Work instructions: In the interview about Theatre Philadelphia below, copy out word for word the passage starting with "Finally, I want" and going on through "really arts-positive city?".

Selected excerpt:

Right. Because right now the question everyone has is: What is enough? What is the point that companies should get to, to feel like they are moving in the right direction when it comes to diversity? So we’re able to set those parameters, and to kind of lead with the marketing cachet we have, to encourage those organizations to follow through with it.
I need to ask you a version of the question that is on every theatremaker’s mind: What’s it like to take over a theatre organization when there’s no theatre?
It’s a great question. What I’m excited to look at and do is to create a kind of platform for both audiences and organizations to utilize until we can actually produce theatre in person again. There’s already a Theatre Philadelphia YouTube channel that organizations can send in either new recorded content or content that they’ve recorded before. That’s one place where we can help, because many theatres who weren’t doing robust digital content are doing it now. Any way we can help them within our marketing offerings to promote their digital content will be good. This is new for everyone; even people who were doing online series like that, it wasn’t all they were doing.
Yeah, there’s been a lot of conversation about how much effort and money to put into digital—whether it’s a revenue stream or a creative outlet, or just a way to stay connected with audiences and remind them you’re there. There’s also the question of whether, even after COVID, these media are going to be a bigger part of theatre. I don’t know if you have thoughts about which direction it’s going to take.
Philly theatre leaders have been having weekly meetings since COVID happened. And this was a big question: How much time, effort, and money do we put into the digital content? Especially when it first happened, and we thought it’d be two weeks, and then it was a month, and now here we are months later. I think it’s worth the investment at this point, because it’s going to be a long cycle of time before we are legally allowed to come back together, both in terms of city and state ordinances and also being signed off by the unions. And the last thing we’re going to have to contend with for even longer is audiences’ comfort and willingness to go into a theatre. So looking at all of those touch points, we’re looking at a while till we can get back into in-person theatre. So I definitely feel like digital is worth it; coming from a marketing background too, it’s worth the effort to still be producing.
Finally, I want to ask about funding for the arts, whether it’s public support or even private support. Does Theatre Philadelphia have an advocacy wing, both for local and national support?
I do know that the focus of the advocacy work over the past few months was more directly connected to city funding. We just got over a big campaign that Theatre Philadelphia was a part of organizing, because the mayor’s original proposal was to cut the Philadelphia Cultural Fund, which is very important, especially to small organizations. We were able to save a bit of that budget.
I know it’s not a normal time right now, but in normal times do you feel like Philly is a really arts-positive city?

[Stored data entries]
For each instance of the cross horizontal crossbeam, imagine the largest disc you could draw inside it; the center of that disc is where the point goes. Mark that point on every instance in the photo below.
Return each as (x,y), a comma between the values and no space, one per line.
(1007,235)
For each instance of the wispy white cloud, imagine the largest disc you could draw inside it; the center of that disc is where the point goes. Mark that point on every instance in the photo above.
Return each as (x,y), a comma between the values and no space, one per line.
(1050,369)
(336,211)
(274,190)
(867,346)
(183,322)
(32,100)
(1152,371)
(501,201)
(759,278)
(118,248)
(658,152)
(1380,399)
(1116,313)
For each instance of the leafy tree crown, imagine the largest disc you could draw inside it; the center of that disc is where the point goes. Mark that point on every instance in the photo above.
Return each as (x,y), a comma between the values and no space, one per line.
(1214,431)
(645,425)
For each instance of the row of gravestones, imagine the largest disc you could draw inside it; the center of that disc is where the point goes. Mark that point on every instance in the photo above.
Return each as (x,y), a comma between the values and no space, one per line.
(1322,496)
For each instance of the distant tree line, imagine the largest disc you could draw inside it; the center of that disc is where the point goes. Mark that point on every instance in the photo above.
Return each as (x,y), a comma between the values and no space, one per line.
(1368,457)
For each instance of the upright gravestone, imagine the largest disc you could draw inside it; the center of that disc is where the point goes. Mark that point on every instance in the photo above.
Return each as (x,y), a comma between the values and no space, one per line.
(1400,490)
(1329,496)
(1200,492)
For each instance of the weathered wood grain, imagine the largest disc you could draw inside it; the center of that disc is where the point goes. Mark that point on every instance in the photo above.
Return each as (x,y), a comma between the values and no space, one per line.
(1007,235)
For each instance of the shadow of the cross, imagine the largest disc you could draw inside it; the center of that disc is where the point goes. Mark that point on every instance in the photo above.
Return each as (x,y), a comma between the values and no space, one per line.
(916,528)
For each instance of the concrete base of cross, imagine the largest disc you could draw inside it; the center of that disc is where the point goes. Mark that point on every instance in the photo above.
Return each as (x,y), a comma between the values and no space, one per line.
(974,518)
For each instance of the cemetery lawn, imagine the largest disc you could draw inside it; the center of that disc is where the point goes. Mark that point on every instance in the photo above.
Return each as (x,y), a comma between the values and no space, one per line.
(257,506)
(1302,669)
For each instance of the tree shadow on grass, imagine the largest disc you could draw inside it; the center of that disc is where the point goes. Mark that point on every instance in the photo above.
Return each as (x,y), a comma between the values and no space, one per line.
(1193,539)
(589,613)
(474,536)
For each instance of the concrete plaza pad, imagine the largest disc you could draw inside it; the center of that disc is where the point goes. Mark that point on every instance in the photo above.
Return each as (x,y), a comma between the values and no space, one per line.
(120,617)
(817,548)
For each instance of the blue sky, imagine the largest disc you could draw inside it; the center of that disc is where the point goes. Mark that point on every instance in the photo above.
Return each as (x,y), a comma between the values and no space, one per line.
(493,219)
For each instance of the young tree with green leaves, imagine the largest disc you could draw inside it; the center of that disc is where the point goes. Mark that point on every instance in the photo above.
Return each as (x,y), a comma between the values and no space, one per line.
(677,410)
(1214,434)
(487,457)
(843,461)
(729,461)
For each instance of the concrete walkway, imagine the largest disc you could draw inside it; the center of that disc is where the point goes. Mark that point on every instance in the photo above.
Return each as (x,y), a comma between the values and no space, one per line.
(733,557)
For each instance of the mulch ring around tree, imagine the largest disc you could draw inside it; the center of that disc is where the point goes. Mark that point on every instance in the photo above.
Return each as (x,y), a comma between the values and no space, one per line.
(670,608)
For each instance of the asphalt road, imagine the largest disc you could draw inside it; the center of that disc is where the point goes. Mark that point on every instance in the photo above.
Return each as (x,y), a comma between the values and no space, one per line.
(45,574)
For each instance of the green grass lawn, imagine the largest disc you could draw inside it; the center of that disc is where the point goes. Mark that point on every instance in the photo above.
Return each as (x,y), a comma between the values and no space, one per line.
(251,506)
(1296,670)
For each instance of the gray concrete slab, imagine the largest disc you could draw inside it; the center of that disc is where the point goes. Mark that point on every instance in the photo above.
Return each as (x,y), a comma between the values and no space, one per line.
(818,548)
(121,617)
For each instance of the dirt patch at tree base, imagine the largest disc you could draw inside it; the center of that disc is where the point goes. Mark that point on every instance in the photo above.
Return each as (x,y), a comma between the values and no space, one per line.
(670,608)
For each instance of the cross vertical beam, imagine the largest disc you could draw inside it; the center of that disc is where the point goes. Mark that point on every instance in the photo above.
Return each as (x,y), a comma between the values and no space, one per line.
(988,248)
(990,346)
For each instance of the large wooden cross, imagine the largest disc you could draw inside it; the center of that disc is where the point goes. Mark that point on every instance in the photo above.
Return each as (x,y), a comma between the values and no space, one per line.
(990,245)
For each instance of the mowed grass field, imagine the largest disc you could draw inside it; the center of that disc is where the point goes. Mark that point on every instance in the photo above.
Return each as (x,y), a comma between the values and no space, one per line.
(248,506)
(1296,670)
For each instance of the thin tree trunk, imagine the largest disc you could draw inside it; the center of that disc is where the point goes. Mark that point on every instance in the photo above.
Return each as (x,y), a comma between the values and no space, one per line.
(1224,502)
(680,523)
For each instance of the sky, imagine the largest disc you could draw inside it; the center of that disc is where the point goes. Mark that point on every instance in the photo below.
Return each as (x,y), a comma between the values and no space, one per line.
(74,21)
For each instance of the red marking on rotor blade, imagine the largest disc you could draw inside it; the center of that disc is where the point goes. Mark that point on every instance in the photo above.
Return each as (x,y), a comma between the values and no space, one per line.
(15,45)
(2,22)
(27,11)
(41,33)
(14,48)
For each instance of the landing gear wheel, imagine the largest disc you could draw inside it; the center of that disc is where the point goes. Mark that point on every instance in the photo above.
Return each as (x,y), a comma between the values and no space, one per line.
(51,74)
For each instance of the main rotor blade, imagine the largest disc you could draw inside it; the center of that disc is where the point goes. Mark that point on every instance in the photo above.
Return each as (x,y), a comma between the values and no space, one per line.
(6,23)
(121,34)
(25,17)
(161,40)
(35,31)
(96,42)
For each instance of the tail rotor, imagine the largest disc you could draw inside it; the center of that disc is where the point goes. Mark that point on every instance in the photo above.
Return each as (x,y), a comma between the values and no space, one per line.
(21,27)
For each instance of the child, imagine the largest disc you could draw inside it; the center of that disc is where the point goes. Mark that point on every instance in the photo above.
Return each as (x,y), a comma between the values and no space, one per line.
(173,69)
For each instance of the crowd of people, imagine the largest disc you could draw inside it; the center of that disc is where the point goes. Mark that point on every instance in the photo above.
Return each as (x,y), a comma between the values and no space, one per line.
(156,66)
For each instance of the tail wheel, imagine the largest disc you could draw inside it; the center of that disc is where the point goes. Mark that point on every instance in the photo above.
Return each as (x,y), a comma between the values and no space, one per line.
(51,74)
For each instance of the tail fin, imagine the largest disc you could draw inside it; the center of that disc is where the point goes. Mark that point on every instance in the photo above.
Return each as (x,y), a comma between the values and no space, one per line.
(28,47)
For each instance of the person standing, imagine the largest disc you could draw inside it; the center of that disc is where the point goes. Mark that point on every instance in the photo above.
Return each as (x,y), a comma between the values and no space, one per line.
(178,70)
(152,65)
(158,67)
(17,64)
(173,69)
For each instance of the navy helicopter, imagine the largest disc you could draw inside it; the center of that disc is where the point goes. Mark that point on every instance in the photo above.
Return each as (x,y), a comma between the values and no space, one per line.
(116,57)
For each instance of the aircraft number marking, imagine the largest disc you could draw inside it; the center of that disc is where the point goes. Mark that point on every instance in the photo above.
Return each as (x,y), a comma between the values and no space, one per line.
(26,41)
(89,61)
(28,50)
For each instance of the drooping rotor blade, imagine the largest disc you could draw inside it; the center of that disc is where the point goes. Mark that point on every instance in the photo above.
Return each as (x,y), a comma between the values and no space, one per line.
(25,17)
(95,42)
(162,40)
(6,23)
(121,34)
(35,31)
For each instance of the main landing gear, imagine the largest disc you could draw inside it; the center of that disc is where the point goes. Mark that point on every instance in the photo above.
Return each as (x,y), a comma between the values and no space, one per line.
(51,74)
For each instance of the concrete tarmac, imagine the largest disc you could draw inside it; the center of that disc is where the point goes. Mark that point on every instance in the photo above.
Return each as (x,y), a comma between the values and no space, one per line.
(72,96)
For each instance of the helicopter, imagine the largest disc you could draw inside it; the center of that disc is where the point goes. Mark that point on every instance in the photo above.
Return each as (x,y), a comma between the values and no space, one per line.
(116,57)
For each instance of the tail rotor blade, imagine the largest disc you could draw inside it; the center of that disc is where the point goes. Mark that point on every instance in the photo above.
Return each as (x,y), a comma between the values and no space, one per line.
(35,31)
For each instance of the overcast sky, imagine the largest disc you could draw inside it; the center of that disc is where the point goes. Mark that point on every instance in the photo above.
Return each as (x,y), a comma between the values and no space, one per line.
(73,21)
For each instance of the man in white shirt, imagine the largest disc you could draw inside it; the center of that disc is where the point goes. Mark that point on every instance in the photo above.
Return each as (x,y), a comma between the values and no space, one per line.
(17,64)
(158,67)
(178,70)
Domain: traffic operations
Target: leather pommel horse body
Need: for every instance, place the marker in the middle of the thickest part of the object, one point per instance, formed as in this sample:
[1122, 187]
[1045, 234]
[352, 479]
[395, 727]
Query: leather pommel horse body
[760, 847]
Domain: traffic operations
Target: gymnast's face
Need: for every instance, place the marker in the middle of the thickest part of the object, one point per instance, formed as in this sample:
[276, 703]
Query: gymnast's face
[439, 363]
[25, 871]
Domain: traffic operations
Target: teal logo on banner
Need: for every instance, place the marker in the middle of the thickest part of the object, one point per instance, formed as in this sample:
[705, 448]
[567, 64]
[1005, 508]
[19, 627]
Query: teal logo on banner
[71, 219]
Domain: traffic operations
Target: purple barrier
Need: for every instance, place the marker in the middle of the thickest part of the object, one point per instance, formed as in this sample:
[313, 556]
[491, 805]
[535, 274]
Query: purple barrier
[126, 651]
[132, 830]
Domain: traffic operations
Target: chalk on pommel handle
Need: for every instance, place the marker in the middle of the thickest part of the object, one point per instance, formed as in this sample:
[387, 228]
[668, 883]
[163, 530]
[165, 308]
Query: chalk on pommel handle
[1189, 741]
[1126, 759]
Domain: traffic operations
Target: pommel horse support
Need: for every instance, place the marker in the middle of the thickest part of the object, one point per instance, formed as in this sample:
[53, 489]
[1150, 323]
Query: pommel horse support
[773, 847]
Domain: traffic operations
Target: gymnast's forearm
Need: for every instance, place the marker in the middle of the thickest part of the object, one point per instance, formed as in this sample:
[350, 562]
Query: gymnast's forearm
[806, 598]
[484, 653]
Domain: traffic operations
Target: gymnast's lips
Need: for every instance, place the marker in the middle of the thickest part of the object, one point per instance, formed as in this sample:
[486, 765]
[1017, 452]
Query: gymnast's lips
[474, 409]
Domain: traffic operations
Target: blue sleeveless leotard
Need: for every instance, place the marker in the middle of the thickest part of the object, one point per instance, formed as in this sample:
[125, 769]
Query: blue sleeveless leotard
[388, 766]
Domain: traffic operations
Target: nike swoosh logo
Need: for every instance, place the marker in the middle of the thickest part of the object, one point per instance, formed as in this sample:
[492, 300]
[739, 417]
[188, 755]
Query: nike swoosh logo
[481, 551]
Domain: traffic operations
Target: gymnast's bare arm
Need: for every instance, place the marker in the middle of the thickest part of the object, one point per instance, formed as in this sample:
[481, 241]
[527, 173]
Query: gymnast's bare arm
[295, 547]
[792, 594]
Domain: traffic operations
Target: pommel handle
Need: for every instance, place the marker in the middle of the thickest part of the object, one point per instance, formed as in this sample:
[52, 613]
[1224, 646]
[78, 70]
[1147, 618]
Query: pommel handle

Exercise result:
Finally, I want to ask about funding for the arts, whether it’s public support or even private support. Does Theatre Philadelphia have an advocacy wing, both for local and national support?
I do know that the focus of the advocacy work over the past few months was more directly connected to city funding. We just got over a big campaign that Theatre Philadelphia was a part of organizing, because the mayor’s original proposal was to cut the Philadelphia Cultural Fund, which is very important, especially to small organizations. We were able to save a bit of that budget.
I know it’s not a normal time right now, but in normal times do you feel like Philly is a really arts-positive city?